-------- Vorliegender Text --------

MM: Zum ersten Mal seit dem Zweiten
Weltkrieg sind zwei Gotteshäuser dieser Größe in Deutschland gewaltsam
behördlich geschlossen worden, ohne dass irgendeinem Beteiligten
irgendeine Straftat vorgeworfen wird, wie wirkt das auf Sie?
Sayyid Nasser: Es ist schockierend, wie
Deutschland hier mehreren hundert Familien in Münster und bis zu tausend
Familien in Bremen das Sozialleben von einem Tag auf den anderen
entzogen hat. Die Moscheen waren Treffpunkte für die Jugend, Orte des
gemeinsamen Teetrinkens. Die Moscheen haben ihren Mitgliedern Halt
gegeben, problematische Jugendliche vom Abdriften in Kriminalität
abgehalten und die Integration gefördert. Die Vorstände einer solchen
Moschee haben ihre Mitglieder stets zur Gesetzestreue aufgerufen und
viele Konfliktfälle gelöst, ohne dass diese irgendwelche Behörden
belasten. All das wurde mit einem Schlag vernichtet.
Offensichtlich ist den Verantwortungsträgern überhaupt nicht bewusst,
welchen extremen Schaden sie damit angerichtet haben. Zudem dürfte das
einstmals vorzügliche Ansehen Deutschlands im Orient dramatische Risse
erhalten, deren Auswirkungen wir alle tragen müssen.
Umm Husain: Es geht hier offensichtlich
weder um Ausländerfeindlichkeit - schließlich ist mein Geburtsname Müller
- noch um irgendeine Straftat. Es geht vielmehr darum, den Islam aus der
Gesellschaft zu verbannen. Diese Islamfeindlichkeit, angeführt von den
höchsten Politikern im Land, ist schon seit vielen Jahren zu beobachten
und hat jetzt wohl einen neuen Höhepunkt erreicht. Deutschland verliert
dadurch auch zunehmend das Recht, sich als Verteidiger von
Menschenrechten oder Religionsfreiheit aufzuspielen. Ich denke nur
daran, was geschehen wäre, wenn eine jahrzehntelang gut funktionierende
Kirche in der Türkei oder im Iran geschlossen worden wäre, ohne dass
irgendeine Straftat vorliegt. Einmal abgesehen davon, dass die Behörden
dort so etwas niemals getan hätten, weil der Respekt vor einem
Gotteshaus viel größer ist als hier, wären auch viele Nachbarn auf die
Straße gegangen, um zu protestieren. Einige der heutigen Deutschen scheinen aber
die Fehler wiederholen zu wollen, welche ihre Urgroßeltern mit
Gotteshäusern begangen haben.

-------- Gegebene Daten --------

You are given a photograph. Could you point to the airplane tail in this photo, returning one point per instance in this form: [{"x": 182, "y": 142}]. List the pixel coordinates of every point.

--------

Aufgaben:
(a) Zähle alle, die im Interview über die Moscheeschließungen zu Wort kommen, mit dem Namen oder Kürzel auf, mit dem ihr Beitrag beginnt.
(b) Schreibe bitte das Interview über die Moscheeschließungen nach seinem letzten Satz weiter.
Die Daten stammen aus einer anderen Quelle.

Ergebnisse nach Aufgabe:
(a) MM, Sayyid Nasser, Umm Husain

(b)
MM: Welche Hoffnung haben Sie für die
Zukunft?
Sayyid Nasser: Es wäre falsch, jegliche
Hoffnung auf einen Staat zu setzen, der seine eigene Rechtsstaatlichkeit
offensichtlich aufgegeben hat. Aktuell wird mit dem Islam und den
Muslimen auf Basis von Willkür agiert. Ohnehin setzt ein Muslim alle
seine Hoffnung allein auf den erhabenen Schöpfer. Was die Moscheen
angeht, so befürchte ich, dass sie in absehbarer Zeit nicht wieder
geöffnet werden. Entsprechend befürchte ich auch soziale Verwerfungen
unter den Familien, die die Sicherheitsbehörden vor viel größere
Probleme stellen werden als die Beobachtung einer Moschee. Es kommt
selten vor, dass ein Staat so extrem gegen die eigenen Interessen und
die Interessen der eigenen Bürger agiert. Die Moscheebesucher waren
schließlich mehrheitlich Deutsche mit sehr unterschiedlichem Migrationshintergrund. Ich gehe fest davon aus, dass der Tag kommen
wird, an dem die heutigen Entscheidungsträger sich schämen werden für
das, was sie hier angerichtet haben.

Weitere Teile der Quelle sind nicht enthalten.